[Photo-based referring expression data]

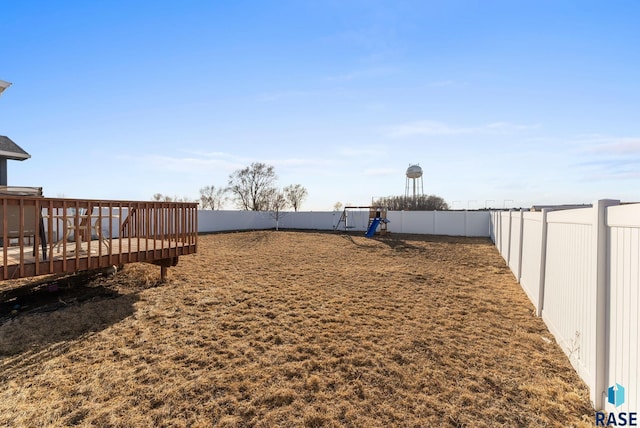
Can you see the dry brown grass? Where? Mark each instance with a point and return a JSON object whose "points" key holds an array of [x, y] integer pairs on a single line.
{"points": [[294, 329]]}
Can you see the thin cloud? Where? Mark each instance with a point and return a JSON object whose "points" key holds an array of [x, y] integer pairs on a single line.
{"points": [[428, 127], [361, 74], [380, 172], [623, 146]]}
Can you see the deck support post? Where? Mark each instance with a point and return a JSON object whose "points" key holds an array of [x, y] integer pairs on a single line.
{"points": [[164, 265]]}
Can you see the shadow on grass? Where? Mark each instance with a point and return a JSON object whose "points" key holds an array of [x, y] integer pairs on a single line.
{"points": [[39, 321], [404, 241]]}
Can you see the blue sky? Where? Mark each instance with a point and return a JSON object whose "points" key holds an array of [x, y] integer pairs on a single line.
{"points": [[500, 102]]}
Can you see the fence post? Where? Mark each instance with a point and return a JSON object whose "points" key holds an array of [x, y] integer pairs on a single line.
{"points": [[500, 231], [601, 241], [543, 262], [520, 245], [509, 240]]}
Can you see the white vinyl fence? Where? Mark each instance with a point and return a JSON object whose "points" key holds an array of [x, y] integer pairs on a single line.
{"points": [[581, 269], [454, 223]]}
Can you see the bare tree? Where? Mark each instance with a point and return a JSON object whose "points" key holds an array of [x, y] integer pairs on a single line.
{"points": [[420, 203], [277, 203], [251, 187], [212, 197], [295, 194]]}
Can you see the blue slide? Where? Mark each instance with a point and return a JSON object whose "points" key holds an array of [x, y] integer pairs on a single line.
{"points": [[372, 229]]}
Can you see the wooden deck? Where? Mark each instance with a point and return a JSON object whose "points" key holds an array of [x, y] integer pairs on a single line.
{"points": [[120, 232]]}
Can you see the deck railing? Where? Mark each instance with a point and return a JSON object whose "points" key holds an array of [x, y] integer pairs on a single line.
{"points": [[54, 235]]}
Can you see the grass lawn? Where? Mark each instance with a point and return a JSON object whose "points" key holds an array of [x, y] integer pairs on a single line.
{"points": [[289, 329]]}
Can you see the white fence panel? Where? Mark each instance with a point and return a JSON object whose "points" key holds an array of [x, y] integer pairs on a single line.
{"points": [[530, 273], [321, 220], [453, 223], [505, 234], [624, 301], [478, 223], [570, 289], [420, 222]]}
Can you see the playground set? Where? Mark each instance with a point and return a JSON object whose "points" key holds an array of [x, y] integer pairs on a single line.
{"points": [[377, 220]]}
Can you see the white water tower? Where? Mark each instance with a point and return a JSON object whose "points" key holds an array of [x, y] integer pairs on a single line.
{"points": [[414, 181]]}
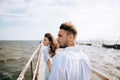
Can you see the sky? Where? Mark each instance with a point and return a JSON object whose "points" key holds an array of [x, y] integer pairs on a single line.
{"points": [[31, 19]]}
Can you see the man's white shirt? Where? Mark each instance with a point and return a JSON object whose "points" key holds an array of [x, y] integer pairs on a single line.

(ACTIVITY) Exclude all images and retype the data precisely.

(REPLY TO THE EXERCISE)
Can you see the dry brown grass? Where? Mark each instance with a point and return a JSON object whose "points" key holds an array of [x, y] integer pairs on a single line.
{"points": [[294, 329]]}
Can you see the thin cloud? Where? Mark each instance with a point and return a JSON object whose "points" key holds an array of [x, y] integer pairs on a single line.
{"points": [[428, 127], [361, 74], [380, 172], [623, 146]]}
Can you see the deck support post? Where? Mark each instance with a point and return a JSON object whose "points" key holds an array of [x, y] integer pairs on a single line.
{"points": [[164, 265]]}
Can you see the shadow on grass? Where? Mark each instance with a point and return a JSON object whose "points" key holds an array of [x, y] integer pairs on a single line.
{"points": [[39, 321], [404, 241]]}
Can you see the blue sky? Where? Mark each instance with a point and return a JSON object whose "points" key holds an array of [x, y] integer pairs on a single line.
{"points": [[500, 102]]}
Can you see the fence post? Where? Mark each instance with a point and return a JSON object whose "points" key holds an array of [x, y] integer pairs on a single line.
{"points": [[500, 231], [601, 241], [543, 262], [520, 245], [509, 240]]}
Can you see the white vinyl fence? Where? Mark each instance with a point and return a JSON object whose "points" key holds an array of [x, y] integer pairs on a single line.
{"points": [[581, 269], [454, 223]]}
Can you see the bare tree? Where? Mark each instance with a point and return a JSON object whose "points" key holds an array of [x, y] integer pairs on a single line.
{"points": [[420, 203], [277, 203], [251, 187], [212, 197], [295, 194]]}
Can you see the blue slide? Where? Mark each instance with a point and return a JSON object whose "points" key holds an array of [x, y] integer pairs on a single line.
{"points": [[372, 229]]}
Can you see the wooden deck? Where? Mark each instance with a point and return a JSON object whose "points" key holds an array of [x, y] integer pairs on a single line.
{"points": [[120, 232]]}
Can you see the deck railing? Where? Mark each instance with a point and return a JSON object whose "points" key holds an array of [x, y] integer pairs on a single line.
{"points": [[54, 235]]}
Can you see the grass lawn? Where? Mark each instance with a point and return a JSON object whose "points" key holds an array of [x, y] integer pairs on a single line.
{"points": [[289, 329]]}
Can you see the white fence panel? Where? Mark each instance with a point and return a JSON object whose "points" key holds an array of [x, y] integer pairs on a single line.
{"points": [[530, 273], [321, 220], [453, 223], [505, 234], [624, 301], [478, 223], [570, 289], [420, 222]]}
Can you see the playground set? Where? Mark each instance with a point and return a JSON object whose "points" key holds an array of [x, y] integer pairs on a single line.
{"points": [[377, 220]]}
Can you see the white water tower? Where? Mark each instance with a point and return a JSON object whose "points" key holds an array of [x, y] integer pairs on a single line.
{"points": [[414, 181]]}
Can you see the sky? Where? Mark each instance with a point and return a JSON object whose "points" key holds an array of [x, y] integer pairs on a single line.
{"points": [[31, 19]]}
Can you see the man's white shirt? Where? Mark each instance with a point and return a JSON object whose "points" key holds an array of [x, y] integer pairs on a single line.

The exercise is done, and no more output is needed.